PAGE EXTRACT:
==================================================
Take this example i am selling 10 items.
item number 5 is the best seller making the most money so i want it to automatically move to the top cell in the list. (No clicking acend / decend) I want it to happen Automatically then if item number 8 become the best seller making the most money when the data chages to reflect this I want item 8 to automatically go to the top of the list.
Hope that helps


----------



## bomb #21 (Jul 1, 2005)

If you want it to happen truly automatically you'll need to use code (AKA macros). You could get _close_ to it with formulas, however that wouldn't be 100% safe unless you could *guarantee* that no 2 products would ever have the same amount.


----------



## The Villan (Feb 20, 2006)

You are asking Excel to read your mind. To my knowledge it isn't designed to do that.

You can write Auto macro's for when you open the spreadsheet. However I really can't see the point when with 2 clicks of the mouse, you have the result you desire.

I have always said that you can do 90% of your work for you with little effort whilst the remaing 10% requires a lot of effort. Where do you draw the line?

Maybe somebody has a simple solution that doesn't require a lot of hard work just to geta simple result


----------



## The Villan (Feb 20, 2006)
==================================================
EXERCISE SET:
1. Which lines in the rows contain the string "positive"? List every one.
2. Can you pick up the Excel sorting thread and continue it from where it stops?
The Excel sorting thread and the rows have nothing to do with each other.

DATA:
==================================================
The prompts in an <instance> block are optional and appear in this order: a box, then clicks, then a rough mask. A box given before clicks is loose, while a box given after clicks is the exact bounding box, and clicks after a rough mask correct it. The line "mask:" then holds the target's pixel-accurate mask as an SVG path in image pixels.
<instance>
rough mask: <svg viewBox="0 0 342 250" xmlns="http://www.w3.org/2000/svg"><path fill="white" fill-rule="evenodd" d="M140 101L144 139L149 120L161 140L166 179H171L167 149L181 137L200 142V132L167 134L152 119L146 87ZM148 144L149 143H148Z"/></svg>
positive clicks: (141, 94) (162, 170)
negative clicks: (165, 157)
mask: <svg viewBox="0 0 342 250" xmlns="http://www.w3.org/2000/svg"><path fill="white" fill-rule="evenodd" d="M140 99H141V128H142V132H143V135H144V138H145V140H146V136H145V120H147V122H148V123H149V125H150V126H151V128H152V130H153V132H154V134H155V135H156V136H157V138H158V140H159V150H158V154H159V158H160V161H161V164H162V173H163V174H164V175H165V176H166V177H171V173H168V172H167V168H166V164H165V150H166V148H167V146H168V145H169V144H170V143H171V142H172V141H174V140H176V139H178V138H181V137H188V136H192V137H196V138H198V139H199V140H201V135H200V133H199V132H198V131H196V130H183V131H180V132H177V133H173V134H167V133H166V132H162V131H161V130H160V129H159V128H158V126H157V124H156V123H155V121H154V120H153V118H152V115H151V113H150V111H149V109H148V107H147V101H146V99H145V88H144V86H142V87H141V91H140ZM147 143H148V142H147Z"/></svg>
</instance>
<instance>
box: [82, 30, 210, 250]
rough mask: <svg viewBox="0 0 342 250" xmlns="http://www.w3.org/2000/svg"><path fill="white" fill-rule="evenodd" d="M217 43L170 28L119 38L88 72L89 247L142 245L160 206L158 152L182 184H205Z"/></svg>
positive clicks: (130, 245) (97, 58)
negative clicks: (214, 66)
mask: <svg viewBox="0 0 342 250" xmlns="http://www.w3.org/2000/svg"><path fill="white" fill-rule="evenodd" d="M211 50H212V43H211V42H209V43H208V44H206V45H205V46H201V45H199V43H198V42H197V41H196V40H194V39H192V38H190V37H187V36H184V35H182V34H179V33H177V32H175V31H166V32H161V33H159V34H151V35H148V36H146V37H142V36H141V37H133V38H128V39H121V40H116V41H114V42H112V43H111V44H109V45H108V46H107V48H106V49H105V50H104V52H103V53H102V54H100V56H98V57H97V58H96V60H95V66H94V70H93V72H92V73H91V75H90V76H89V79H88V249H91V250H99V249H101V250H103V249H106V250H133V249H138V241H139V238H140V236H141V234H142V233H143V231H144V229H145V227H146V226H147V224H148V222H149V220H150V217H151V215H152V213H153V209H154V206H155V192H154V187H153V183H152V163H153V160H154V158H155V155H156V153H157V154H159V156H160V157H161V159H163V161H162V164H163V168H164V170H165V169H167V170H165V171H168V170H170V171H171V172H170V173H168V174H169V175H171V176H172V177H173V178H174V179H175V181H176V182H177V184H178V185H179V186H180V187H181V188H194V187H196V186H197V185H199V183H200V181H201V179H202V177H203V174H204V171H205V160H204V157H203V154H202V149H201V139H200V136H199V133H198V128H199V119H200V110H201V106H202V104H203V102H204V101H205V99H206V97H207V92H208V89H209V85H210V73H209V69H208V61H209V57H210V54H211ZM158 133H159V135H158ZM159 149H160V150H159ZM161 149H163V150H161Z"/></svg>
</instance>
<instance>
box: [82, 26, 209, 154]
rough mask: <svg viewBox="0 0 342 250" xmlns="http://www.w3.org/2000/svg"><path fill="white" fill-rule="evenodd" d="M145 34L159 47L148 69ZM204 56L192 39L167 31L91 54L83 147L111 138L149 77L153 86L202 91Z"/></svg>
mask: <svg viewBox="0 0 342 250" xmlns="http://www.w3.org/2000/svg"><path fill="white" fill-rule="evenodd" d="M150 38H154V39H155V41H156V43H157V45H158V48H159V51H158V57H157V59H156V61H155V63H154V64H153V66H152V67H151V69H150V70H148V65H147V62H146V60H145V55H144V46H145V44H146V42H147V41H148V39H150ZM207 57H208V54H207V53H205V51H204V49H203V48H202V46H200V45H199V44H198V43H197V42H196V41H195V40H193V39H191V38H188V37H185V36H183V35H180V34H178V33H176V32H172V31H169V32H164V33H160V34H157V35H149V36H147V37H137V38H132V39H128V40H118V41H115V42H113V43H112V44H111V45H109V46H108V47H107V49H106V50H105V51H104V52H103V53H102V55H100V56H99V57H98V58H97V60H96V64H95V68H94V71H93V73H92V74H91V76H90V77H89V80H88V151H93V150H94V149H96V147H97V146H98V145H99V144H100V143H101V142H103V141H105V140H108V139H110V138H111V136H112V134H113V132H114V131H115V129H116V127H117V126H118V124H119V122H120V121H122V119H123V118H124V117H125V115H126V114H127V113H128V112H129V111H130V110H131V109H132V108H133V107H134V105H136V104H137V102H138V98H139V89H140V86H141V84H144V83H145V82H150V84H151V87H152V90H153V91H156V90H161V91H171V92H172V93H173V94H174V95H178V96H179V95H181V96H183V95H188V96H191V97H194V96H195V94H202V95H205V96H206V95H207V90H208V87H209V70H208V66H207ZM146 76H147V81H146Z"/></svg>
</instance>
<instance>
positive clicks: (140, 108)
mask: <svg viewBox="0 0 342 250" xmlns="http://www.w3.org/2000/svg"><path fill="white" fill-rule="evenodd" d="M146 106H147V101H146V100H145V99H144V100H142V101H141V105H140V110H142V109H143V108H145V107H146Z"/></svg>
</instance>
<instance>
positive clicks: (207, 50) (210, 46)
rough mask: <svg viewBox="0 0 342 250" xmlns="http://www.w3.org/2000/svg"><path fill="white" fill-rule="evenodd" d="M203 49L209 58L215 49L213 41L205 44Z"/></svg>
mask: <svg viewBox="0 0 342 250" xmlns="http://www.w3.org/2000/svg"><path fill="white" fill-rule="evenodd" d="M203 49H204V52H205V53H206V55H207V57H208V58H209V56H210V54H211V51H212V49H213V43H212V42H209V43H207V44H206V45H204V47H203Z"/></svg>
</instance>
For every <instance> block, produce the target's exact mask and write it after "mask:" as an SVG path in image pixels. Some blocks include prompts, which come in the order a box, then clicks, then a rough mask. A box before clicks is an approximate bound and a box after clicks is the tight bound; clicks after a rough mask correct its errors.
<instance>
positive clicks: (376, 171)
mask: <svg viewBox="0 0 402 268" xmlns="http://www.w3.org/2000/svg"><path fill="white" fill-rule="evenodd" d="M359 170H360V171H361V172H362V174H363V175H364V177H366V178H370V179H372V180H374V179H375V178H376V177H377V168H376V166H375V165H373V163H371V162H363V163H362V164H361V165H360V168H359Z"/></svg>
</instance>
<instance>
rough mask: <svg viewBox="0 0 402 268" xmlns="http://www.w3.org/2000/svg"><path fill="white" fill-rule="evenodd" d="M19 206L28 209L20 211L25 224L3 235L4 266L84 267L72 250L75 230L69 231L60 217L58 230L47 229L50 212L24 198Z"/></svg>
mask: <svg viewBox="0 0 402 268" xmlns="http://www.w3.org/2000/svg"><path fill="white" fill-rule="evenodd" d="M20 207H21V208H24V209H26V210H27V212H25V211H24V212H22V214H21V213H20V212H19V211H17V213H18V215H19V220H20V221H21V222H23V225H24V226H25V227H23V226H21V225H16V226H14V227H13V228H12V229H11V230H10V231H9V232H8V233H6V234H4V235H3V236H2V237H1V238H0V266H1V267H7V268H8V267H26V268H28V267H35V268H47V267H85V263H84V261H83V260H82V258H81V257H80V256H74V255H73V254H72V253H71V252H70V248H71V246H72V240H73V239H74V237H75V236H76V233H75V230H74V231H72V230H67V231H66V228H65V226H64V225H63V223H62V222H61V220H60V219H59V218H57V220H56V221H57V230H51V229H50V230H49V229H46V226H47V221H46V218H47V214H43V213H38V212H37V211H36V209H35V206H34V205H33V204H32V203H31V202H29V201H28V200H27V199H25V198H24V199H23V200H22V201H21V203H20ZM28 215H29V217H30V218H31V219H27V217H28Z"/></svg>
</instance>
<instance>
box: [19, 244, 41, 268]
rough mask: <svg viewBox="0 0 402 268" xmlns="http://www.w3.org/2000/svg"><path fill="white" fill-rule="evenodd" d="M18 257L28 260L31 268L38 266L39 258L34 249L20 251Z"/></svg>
==================================================
ANSWERS:
1.
positive clicks: (141, 94) (162, 170)
positive clicks: (130, 245) (97, 58)
positive clicks: (140, 108)
positive clicks: (207, 50) (210, 46)
positive clicks: (376, 171)

2.
Sorry Bomb - I was typing at the same time as you.


----------



## The Villan (Feb 20, 2006)

Or so I thought


----------



## bomb #21 (Jul 1, 2005)

The Villan said:


> Or so I thought


I'm waiting to see where this goes, whether it gets to a point where it would be appropriate for you to link to the pivot table primer you did a while back. :up:


----------



## The Villan (Feb 20, 2006)

Did I? LOL When was that?


----------



## bomb #21 (Jul 1, 2005)

IIRC you did a macro to create a basic p/t on the fly from a large dataset, complete with instructions/explanation in Word.


----------



## The Villan (Feb 20, 2006)

are you referring to this one? See upload


----------



## bomb #21 (Jul 1, 2005)

Yup, 'cept there's no macro(s).  /


----------



## The Villan (Feb 20, 2006)

You have a good memory Bomb. You must be considerably younger than me 

I wa strying to upload the instructions, but getting an error on upload.


You may have a point, but we need to see the spreadsheet so that we take the right direction.


----------



## The Villan (Feb 20, 2006)

Yes thats right - pivot tables save the macro work. However as mentioned before, it would be useful to see the spreadsheet first to see how adaptable it is.


----------



## bomb #21 (Jul 1, 2005)

Usually my memory sucks, but that one stuck because you went to a lot of trouble.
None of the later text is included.